Often we are reminded in looking at this story of the divinity of Jesus, his holy otherness, something far removed from the troubles and tragedies of human existence, of life down on the plain below the mountain-top.
Jesus went up the mountain and was transfigured, and we assume that it was a wonderful experience. And so it was, but maybe not in the way we think. I want to suggest something a little different tonight, something that comes from my experiences of sitting with people as they share their pain.
What if the glory of God revealed in the face of Jesus at that moment was the face of utter human vulnerability? A man who knew the tragedy that was to come: misunderstandings, not being able to live up to the expectations of others, followed by betrayals, suffering and death. All he could do was be who he was, open, exposed to God, exposed to Peter, James and John, standing in the sacred ground of his own human heart.
And the voice he heard there was a voice he knew, and voice that affirmed him in his being wholly human – “This is my Son, the Beloved; with him I am well pleased. Listen to him!”

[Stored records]
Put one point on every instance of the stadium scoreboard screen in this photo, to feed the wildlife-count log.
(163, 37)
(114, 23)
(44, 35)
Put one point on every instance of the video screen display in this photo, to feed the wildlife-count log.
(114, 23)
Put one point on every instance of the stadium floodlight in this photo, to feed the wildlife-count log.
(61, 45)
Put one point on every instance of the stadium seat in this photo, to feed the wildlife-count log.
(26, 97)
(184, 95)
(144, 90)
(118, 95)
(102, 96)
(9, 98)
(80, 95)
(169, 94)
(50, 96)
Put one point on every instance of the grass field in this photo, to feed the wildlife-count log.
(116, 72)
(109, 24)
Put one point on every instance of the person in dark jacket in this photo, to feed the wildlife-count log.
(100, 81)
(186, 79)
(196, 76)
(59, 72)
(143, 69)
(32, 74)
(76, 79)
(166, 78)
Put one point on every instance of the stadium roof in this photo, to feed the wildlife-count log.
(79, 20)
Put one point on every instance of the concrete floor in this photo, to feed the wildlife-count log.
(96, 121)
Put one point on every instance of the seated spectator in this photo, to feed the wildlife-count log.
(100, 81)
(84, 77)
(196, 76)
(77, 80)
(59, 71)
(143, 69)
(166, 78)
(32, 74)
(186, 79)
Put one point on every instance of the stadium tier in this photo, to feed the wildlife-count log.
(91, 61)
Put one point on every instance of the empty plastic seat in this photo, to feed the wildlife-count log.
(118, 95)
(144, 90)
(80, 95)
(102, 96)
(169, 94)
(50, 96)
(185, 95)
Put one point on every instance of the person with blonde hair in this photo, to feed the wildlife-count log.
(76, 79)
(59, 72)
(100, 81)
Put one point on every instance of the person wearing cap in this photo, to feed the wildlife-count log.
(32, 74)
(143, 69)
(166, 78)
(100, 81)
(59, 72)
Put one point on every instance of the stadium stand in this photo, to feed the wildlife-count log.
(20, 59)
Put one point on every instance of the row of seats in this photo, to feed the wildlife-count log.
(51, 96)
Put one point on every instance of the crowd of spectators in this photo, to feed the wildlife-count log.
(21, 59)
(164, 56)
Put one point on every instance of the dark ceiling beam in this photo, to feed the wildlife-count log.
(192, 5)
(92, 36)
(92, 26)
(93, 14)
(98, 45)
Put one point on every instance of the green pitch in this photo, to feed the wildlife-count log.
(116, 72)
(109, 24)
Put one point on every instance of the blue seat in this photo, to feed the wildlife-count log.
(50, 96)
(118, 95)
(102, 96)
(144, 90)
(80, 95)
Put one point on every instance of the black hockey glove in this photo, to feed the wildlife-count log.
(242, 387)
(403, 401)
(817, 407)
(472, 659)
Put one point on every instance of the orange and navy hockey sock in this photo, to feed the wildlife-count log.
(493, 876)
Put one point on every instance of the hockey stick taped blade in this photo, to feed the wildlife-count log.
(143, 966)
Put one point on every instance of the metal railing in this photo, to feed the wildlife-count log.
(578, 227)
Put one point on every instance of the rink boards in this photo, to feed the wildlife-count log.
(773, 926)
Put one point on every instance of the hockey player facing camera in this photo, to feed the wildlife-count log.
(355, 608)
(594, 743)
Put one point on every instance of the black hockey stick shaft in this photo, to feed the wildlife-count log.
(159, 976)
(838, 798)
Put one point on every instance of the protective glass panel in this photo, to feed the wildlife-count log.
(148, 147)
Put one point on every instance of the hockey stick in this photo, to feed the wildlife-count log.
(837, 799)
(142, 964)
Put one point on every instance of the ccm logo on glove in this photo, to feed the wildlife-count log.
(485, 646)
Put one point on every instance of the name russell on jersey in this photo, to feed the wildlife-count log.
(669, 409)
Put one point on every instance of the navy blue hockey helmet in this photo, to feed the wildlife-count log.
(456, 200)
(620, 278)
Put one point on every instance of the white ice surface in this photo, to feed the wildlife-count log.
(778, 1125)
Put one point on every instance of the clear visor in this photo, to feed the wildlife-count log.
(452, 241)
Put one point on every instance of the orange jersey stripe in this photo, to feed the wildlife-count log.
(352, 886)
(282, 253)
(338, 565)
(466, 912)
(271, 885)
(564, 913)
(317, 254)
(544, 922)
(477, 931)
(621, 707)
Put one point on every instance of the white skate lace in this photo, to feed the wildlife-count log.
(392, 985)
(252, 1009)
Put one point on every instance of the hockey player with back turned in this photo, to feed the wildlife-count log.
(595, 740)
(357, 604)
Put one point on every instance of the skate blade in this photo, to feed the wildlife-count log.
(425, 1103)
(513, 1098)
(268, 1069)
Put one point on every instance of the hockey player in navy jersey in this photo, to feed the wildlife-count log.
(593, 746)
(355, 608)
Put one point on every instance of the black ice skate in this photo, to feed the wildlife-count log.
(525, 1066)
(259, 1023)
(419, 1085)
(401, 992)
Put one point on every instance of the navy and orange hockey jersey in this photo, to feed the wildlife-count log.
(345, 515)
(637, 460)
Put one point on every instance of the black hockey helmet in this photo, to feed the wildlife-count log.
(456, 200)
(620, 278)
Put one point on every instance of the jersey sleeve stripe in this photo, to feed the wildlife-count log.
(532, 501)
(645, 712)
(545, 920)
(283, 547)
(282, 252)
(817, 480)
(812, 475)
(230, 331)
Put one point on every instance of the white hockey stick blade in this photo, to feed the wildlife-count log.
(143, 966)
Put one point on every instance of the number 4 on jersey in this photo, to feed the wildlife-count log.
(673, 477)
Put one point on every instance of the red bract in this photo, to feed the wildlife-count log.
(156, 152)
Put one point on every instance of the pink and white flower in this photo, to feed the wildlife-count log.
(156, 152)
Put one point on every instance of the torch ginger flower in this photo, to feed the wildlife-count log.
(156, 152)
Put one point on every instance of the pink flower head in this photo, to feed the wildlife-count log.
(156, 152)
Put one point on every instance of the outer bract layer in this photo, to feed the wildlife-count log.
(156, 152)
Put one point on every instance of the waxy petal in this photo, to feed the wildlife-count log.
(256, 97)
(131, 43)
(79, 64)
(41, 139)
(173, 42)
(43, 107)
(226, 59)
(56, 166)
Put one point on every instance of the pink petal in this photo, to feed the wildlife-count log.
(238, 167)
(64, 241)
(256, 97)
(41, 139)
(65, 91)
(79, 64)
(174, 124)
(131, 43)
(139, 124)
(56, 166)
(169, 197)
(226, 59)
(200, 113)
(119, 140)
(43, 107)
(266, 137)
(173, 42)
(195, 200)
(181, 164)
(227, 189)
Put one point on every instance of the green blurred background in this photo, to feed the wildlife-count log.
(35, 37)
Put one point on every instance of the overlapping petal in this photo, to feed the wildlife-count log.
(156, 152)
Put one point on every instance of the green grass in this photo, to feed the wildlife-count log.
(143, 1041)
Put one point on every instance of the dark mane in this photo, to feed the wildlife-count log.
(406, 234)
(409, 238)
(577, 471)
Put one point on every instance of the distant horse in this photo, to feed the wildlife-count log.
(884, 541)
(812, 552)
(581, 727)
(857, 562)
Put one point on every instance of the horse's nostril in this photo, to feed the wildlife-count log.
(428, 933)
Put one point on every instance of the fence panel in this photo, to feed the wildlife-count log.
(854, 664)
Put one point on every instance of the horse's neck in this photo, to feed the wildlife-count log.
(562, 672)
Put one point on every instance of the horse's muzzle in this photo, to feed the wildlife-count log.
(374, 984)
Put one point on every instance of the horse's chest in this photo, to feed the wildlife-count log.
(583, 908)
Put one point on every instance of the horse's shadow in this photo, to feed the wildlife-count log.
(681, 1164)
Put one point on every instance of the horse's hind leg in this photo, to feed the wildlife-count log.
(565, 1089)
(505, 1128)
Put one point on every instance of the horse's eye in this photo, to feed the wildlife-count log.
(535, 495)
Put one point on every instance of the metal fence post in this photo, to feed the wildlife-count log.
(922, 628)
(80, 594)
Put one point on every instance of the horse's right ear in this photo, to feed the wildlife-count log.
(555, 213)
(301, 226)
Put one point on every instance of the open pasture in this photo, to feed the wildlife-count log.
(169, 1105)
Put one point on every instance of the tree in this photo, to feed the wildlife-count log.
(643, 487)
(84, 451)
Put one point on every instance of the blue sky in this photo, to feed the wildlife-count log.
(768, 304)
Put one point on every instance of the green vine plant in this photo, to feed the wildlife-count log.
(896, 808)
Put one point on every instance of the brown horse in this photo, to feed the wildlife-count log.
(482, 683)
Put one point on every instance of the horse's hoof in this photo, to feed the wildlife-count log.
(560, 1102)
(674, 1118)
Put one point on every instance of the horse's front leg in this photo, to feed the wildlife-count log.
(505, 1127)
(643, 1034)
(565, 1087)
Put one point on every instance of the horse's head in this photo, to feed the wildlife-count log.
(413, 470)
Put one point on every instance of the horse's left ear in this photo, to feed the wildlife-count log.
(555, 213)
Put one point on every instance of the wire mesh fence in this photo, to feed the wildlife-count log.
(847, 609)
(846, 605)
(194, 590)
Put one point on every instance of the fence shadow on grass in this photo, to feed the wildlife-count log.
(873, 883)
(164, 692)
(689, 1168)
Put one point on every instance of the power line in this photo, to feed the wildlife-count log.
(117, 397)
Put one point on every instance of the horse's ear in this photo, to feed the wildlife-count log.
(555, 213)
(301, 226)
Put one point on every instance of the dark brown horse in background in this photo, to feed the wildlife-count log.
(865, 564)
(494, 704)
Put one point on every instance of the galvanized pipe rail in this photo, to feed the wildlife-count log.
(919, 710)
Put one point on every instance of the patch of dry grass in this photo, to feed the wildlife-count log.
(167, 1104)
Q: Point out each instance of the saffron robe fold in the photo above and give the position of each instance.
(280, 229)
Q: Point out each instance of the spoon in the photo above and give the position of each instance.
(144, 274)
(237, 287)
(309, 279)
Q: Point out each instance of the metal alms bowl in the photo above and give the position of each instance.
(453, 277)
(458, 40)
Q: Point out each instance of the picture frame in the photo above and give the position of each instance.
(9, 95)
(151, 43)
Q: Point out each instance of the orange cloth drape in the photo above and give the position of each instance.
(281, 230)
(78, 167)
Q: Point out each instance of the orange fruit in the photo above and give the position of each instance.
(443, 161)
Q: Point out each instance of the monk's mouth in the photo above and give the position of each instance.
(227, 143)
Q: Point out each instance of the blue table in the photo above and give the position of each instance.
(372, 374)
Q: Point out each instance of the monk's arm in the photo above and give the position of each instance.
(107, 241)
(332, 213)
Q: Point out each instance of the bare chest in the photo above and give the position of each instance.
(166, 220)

**EXERCISE 1**
In the sermon excerpt, which three disciples is Jesus said to be exposed to?
**EXERCISE 2**
Extract the passage of the sermon excerpt starting at "What if the" and ending at "own human heart.".
Rely only on the sermon excerpt.

**WRITTEN ANSWER 1**
Peter, James and John.

**WRITTEN ANSWER 2**
What if the glory of God revealed in the face of Jesus at that moment was the face of utter human vulnerability? A man who knew the tragedy that was to come: misunderstandings, not being able to live up to the expectations of others, followed by betrayals, suffering and death. All he could do was be who he was, open, exposed to God, exposed to Peter, James and John, standing in the sacred ground of his own human heart.